Output as a JSON list of strings, one per line, everything from the line containing "rosehip visible in" down to the line containing "[[0, 0, 1270, 952]]", both included. Leave out blank lines.

=== Listed entries ===
***

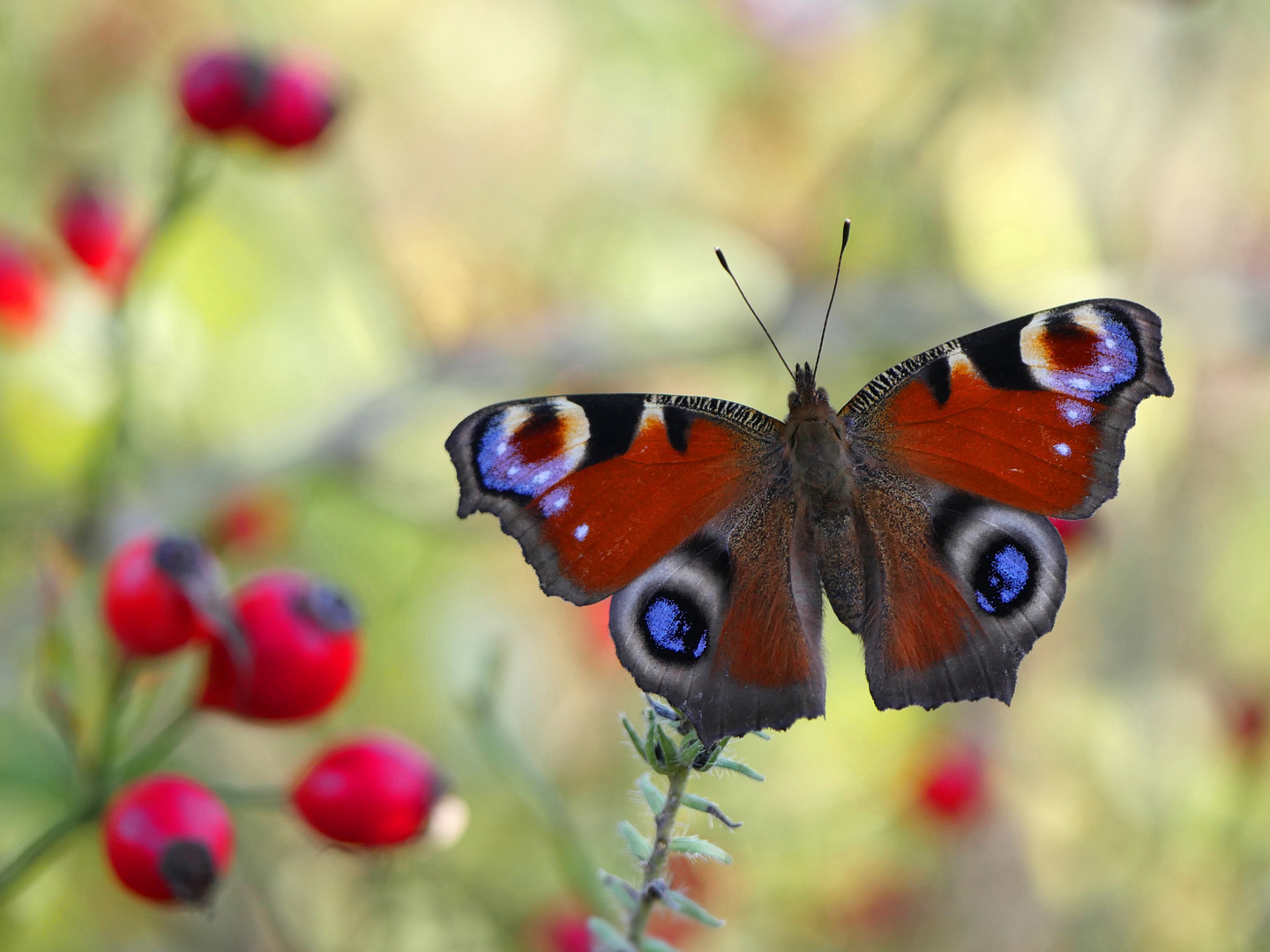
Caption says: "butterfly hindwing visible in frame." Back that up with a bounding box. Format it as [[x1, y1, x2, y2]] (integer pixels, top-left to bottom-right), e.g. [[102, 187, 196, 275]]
[[842, 300, 1174, 519], [609, 481, 825, 744], [445, 393, 780, 604], [818, 472, 1067, 709]]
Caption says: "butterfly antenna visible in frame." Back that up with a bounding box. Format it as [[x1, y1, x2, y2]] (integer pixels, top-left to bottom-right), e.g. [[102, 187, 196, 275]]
[[715, 248, 797, 381], [811, 219, 851, 380]]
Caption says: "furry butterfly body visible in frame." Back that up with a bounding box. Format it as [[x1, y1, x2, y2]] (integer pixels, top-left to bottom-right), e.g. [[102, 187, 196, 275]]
[[445, 300, 1172, 742]]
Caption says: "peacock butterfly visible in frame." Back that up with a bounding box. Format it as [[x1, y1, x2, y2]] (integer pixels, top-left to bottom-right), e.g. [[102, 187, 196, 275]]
[[445, 222, 1174, 744]]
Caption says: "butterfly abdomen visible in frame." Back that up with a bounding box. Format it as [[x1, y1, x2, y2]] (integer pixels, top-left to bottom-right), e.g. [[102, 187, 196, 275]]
[[781, 391, 854, 514]]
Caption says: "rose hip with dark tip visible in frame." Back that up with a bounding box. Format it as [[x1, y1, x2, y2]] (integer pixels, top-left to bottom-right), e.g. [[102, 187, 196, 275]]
[[57, 182, 128, 279], [201, 571, 358, 719], [101, 534, 217, 655], [101, 774, 234, 904], [246, 60, 337, 148]]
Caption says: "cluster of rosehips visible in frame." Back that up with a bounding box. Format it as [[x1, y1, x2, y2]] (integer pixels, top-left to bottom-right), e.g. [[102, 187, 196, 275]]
[[180, 49, 338, 148], [95, 536, 444, 903], [0, 49, 338, 337], [0, 182, 138, 337]]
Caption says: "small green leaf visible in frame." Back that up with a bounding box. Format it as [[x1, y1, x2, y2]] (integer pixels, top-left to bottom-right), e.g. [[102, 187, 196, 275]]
[[653, 724, 679, 767], [617, 820, 653, 863], [679, 793, 741, 830], [679, 738, 705, 764], [635, 773, 666, 816], [713, 756, 766, 781], [586, 915, 635, 952], [661, 889, 722, 929], [623, 715, 647, 761], [670, 837, 731, 865], [600, 869, 639, 912]]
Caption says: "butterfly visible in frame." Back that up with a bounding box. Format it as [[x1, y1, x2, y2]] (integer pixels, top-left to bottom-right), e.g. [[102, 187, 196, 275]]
[[445, 233, 1174, 744]]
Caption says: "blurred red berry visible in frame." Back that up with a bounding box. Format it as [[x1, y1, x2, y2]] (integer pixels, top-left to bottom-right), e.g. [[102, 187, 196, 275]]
[[1050, 517, 1094, 547], [246, 60, 337, 148], [0, 237, 49, 335], [101, 536, 220, 655], [291, 735, 444, 846], [542, 912, 591, 952], [1226, 697, 1266, 756], [57, 184, 131, 280], [180, 49, 266, 135], [202, 571, 358, 719], [920, 747, 987, 822], [101, 774, 234, 903], [208, 490, 291, 552], [522, 900, 592, 952]]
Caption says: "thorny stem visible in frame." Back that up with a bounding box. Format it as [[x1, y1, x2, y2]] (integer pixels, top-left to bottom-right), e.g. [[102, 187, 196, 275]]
[[626, 764, 692, 948]]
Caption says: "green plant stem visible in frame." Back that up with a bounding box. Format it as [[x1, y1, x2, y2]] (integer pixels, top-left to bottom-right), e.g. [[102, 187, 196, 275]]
[[626, 765, 692, 948], [0, 800, 101, 904], [95, 658, 138, 797], [71, 138, 205, 554]]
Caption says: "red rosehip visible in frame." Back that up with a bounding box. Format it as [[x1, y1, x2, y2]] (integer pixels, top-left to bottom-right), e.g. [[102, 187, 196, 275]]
[[57, 184, 131, 280], [201, 571, 358, 719], [101, 536, 219, 655], [0, 237, 49, 335], [1226, 695, 1266, 758], [180, 49, 266, 135], [208, 490, 291, 554], [101, 774, 234, 903], [541, 911, 592, 952], [920, 747, 985, 822], [291, 735, 444, 846], [246, 60, 337, 148]]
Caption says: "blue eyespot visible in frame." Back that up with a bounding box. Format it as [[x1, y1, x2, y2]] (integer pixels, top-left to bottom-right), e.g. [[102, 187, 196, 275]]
[[641, 592, 710, 661], [974, 542, 1033, 614]]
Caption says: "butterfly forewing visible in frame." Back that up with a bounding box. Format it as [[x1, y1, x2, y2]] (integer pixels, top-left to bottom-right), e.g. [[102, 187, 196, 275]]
[[842, 300, 1174, 519], [445, 393, 780, 604]]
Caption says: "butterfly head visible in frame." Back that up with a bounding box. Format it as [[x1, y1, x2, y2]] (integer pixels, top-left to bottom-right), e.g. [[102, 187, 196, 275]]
[[790, 363, 832, 416]]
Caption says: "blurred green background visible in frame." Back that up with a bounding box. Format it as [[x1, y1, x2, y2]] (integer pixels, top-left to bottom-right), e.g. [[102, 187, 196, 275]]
[[0, 0, 1270, 952]]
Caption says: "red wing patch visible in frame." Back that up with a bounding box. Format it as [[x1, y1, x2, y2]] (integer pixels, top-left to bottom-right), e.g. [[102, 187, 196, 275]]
[[445, 393, 780, 604], [711, 494, 820, 688], [842, 301, 1172, 518], [532, 406, 754, 591]]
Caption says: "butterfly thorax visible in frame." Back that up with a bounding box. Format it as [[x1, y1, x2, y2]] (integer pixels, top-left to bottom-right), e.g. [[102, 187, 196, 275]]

***

=== Answer to the problem ===
[
  "Caption says: \"red rosehip visible in frame.\" Back that up with a bounding box. Format it as [[x1, y1, x2, y2]] (integer pixels, top-left to bottom-right), e.g. [[102, 187, 196, 275]]",
  "[[57, 184, 131, 280], [201, 571, 358, 719], [101, 536, 219, 655], [0, 237, 49, 335], [1226, 695, 1266, 758], [180, 49, 266, 135], [208, 490, 291, 554], [101, 774, 234, 903], [541, 911, 592, 952], [920, 747, 985, 822], [291, 735, 444, 846], [246, 60, 337, 148]]",
  "Caption says: \"blue eyespot visible in frame.\" Back that up with a bounding box. Format it as [[x1, y1, x2, y2]] (integer pixels, top-left to bottom-right), e.g. [[102, 187, 196, 275]]",
  "[[641, 592, 710, 661], [974, 542, 1033, 614]]",
  "Caption says: \"butterfly forewing visible in frame.\" Back that up with a bounding box. Format it as [[x1, y1, x2, y2]] (integer pixels, top-left to bottom-right), e.g. [[102, 187, 196, 275]]",
  "[[842, 300, 1174, 519], [445, 393, 780, 604]]",
  "Caption says: \"butterfly head visible in frame.\" Back that up with a bounding box. Format it as [[x1, y1, x2, y2]] (integer pixels, top-left to bottom-right), e.g. [[102, 187, 196, 275]]",
  "[[790, 363, 832, 416]]",
  "Caption says: \"blurred green background visible in frame.\" Back that up with a bounding box. Format it as [[x1, y1, x2, y2]] (integer pixels, top-left to bottom-right), e.g. [[102, 187, 196, 275]]",
  "[[0, 0, 1270, 952]]"
]